Requirements -
Count the lines in the items below that contain the word "building", and give only that number.

# START OF Data extract

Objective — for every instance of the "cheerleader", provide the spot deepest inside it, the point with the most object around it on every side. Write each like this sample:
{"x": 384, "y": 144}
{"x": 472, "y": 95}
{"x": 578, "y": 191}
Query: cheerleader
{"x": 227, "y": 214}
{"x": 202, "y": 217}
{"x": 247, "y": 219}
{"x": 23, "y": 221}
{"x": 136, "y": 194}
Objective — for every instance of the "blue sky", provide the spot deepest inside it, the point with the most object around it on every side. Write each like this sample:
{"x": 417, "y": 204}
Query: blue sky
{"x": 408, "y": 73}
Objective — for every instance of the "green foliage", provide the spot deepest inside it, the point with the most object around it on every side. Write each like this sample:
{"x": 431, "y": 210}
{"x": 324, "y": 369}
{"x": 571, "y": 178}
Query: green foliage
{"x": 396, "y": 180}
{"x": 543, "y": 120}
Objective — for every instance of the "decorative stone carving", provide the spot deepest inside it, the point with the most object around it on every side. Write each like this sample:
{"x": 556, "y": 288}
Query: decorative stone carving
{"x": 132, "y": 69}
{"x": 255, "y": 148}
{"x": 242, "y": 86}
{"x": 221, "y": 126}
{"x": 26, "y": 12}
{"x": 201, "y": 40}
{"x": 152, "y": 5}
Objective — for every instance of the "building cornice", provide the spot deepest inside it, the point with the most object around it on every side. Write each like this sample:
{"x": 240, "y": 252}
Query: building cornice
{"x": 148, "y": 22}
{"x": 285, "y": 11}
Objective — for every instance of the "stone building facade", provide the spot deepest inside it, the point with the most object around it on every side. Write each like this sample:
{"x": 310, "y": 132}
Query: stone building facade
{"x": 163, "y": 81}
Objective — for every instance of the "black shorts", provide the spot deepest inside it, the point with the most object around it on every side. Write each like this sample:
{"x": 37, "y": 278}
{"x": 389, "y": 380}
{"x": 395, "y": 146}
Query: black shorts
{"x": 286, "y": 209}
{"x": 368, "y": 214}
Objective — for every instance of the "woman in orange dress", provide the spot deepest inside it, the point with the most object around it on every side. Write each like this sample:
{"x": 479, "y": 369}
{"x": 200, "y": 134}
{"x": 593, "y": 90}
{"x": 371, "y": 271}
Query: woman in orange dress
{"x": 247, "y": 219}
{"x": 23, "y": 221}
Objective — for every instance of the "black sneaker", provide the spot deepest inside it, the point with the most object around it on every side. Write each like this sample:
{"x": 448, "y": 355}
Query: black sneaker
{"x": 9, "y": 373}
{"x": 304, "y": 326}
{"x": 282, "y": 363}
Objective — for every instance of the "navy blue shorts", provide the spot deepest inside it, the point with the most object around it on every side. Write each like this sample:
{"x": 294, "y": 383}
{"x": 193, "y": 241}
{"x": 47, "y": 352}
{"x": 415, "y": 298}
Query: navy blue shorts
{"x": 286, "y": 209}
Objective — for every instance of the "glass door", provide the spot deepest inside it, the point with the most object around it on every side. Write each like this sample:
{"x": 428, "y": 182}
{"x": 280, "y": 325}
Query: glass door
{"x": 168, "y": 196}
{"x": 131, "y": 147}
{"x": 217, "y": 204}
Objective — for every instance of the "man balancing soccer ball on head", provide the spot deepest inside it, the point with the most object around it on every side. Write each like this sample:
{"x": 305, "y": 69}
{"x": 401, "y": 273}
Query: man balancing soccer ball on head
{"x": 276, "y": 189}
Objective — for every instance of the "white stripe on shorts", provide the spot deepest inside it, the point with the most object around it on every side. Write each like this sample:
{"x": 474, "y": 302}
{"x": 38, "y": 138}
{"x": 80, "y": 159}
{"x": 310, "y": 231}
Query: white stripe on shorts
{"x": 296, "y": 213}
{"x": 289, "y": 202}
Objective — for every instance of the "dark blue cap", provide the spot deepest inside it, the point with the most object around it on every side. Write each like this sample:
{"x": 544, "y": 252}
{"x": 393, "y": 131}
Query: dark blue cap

# END OF Data extract

Task result -
4